Find each of the lines below that contains the word "machine", and copy out every one of them.
++++ Dataset records ++++
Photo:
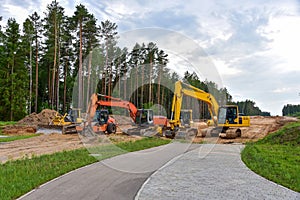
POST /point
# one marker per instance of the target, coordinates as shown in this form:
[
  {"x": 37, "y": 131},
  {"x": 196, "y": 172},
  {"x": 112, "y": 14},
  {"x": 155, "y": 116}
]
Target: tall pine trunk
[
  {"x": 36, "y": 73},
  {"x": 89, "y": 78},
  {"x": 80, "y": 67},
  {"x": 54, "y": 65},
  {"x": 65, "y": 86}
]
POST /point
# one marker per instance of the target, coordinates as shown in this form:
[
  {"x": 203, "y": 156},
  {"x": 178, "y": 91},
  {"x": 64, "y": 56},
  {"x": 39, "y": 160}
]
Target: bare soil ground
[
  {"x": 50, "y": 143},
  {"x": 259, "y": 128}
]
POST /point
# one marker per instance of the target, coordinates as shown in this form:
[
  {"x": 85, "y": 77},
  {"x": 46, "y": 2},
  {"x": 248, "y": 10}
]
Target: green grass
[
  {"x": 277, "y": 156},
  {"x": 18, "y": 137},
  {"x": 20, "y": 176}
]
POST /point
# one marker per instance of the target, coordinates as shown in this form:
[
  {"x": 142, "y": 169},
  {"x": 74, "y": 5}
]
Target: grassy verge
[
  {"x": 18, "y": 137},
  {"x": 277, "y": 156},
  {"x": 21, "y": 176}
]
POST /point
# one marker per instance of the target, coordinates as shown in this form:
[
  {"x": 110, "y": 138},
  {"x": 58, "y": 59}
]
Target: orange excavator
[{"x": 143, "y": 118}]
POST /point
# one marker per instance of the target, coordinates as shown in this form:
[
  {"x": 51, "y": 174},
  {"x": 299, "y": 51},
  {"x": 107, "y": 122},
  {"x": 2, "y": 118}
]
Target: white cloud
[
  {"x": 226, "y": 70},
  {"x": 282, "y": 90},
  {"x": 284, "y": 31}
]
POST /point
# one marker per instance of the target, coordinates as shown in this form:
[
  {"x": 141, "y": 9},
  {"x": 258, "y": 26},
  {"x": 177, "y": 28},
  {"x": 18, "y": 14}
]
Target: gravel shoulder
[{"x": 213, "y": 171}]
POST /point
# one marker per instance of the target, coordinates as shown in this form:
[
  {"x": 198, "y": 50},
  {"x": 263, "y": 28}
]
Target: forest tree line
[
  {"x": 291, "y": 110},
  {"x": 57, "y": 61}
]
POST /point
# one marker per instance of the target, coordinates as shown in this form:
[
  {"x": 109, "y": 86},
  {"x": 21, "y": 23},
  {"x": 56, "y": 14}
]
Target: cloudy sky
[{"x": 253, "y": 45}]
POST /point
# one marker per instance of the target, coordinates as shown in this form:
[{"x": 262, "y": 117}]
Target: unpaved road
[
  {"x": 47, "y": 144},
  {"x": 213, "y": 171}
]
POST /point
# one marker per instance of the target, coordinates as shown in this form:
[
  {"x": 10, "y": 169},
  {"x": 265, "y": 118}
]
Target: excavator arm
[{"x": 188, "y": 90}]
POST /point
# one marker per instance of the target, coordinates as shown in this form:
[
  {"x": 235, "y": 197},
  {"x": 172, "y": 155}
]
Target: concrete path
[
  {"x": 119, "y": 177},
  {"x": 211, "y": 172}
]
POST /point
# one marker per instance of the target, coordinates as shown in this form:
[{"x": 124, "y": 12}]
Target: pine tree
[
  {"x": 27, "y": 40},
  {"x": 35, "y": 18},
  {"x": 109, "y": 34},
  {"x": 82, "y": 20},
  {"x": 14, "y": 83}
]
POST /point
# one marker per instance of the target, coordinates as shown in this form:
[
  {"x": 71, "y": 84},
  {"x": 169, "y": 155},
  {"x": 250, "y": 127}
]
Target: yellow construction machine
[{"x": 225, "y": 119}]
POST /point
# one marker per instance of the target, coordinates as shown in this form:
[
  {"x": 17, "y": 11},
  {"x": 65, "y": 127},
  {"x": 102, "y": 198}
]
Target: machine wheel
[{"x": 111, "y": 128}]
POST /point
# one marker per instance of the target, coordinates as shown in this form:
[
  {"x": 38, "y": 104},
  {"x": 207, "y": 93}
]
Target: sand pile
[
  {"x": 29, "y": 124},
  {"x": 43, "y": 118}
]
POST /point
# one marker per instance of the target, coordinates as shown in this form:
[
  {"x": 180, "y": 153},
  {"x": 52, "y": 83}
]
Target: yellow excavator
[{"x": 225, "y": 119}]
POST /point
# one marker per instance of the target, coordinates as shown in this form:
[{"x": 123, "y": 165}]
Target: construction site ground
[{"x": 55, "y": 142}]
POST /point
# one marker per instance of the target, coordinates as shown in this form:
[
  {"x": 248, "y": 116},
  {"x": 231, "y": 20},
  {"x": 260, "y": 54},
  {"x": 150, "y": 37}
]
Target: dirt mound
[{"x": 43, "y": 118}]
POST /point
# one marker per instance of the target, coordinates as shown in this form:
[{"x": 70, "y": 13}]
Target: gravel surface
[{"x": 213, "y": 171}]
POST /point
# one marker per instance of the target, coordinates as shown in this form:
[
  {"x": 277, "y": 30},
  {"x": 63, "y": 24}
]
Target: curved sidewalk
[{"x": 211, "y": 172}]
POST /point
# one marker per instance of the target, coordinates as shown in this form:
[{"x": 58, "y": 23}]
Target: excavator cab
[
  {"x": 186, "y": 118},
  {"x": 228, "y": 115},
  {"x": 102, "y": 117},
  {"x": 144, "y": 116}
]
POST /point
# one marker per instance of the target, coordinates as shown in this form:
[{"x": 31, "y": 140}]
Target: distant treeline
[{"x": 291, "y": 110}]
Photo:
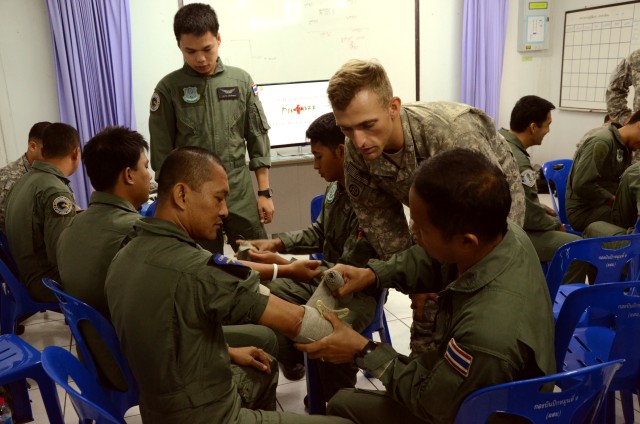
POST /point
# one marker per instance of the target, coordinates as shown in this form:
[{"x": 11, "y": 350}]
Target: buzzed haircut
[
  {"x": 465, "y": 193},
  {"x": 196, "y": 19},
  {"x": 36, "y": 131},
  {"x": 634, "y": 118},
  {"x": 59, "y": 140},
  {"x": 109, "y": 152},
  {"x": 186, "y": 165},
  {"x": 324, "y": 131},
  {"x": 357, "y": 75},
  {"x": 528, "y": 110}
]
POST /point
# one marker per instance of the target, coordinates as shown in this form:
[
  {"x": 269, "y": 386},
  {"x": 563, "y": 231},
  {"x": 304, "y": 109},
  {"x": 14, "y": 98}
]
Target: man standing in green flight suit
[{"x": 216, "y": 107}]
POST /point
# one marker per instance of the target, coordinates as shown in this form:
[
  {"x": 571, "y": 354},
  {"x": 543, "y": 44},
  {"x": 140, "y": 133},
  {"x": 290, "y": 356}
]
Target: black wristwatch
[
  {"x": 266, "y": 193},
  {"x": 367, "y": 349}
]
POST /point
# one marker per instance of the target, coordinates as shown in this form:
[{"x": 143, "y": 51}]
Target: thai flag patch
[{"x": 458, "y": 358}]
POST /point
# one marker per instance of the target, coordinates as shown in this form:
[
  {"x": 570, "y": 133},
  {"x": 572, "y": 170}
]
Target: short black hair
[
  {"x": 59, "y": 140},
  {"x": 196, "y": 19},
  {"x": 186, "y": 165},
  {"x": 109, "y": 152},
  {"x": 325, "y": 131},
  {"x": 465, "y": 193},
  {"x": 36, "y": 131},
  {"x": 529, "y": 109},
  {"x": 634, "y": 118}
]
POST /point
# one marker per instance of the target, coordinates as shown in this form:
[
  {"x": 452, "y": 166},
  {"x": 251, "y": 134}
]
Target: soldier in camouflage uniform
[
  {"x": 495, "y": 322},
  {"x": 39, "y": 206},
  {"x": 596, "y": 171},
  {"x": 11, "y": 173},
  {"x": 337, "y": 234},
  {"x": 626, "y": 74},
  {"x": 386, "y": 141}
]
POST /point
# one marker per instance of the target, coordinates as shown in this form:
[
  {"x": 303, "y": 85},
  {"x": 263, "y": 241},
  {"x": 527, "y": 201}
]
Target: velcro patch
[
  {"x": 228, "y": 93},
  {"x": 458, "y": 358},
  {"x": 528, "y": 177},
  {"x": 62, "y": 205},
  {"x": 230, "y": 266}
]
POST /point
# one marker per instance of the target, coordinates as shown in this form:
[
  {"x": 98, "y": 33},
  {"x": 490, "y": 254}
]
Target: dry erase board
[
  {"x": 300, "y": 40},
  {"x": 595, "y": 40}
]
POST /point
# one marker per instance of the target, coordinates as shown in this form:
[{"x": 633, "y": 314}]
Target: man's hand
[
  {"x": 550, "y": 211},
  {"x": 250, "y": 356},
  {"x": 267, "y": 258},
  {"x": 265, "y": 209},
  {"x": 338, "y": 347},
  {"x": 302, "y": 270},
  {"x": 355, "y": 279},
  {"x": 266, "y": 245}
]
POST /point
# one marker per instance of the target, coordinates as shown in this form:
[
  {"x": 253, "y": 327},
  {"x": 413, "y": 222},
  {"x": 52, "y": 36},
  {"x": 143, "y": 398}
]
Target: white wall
++++
§ Task answer:
Target: yellow construction machine
Target: machine wheel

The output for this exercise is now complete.